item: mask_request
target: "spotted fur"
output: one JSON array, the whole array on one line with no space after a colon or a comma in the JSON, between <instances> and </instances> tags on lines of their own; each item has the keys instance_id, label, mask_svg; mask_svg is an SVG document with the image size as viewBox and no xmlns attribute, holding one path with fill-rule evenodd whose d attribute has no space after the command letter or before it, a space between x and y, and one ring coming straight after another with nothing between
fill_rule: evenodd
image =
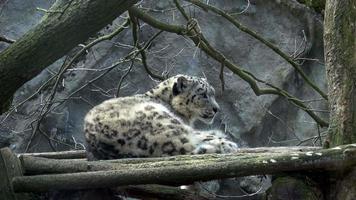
• • • • •
=== GIVEN INSTRUCTION ===
Can you put every nonblank line of the items above into a Markdown table with the columns Row and Line, leaving the pictures out of your answer?

=== COMPLETE ANSWER ===
| Row | Line |
|---|---|
| 1 | item: mask_request |
| 2 | target: "spotted fur" |
| 3 | output: one JSON array, the whole array on one line with no space after a colon or a comma in the JSON, between <instances> and </instances> tags on lines of their own; each item has the keys instance_id, label, mask_svg; mask_svg is an SVG document with the image size as viewBox and no xmlns attribute, holding one path with fill-rule evenodd whose d attribute has no space after the command letter or before it, a space between x and y, and one ring coming straight after another with nothing between |
| 4 | fill_rule: evenodd |
| 5 | image = |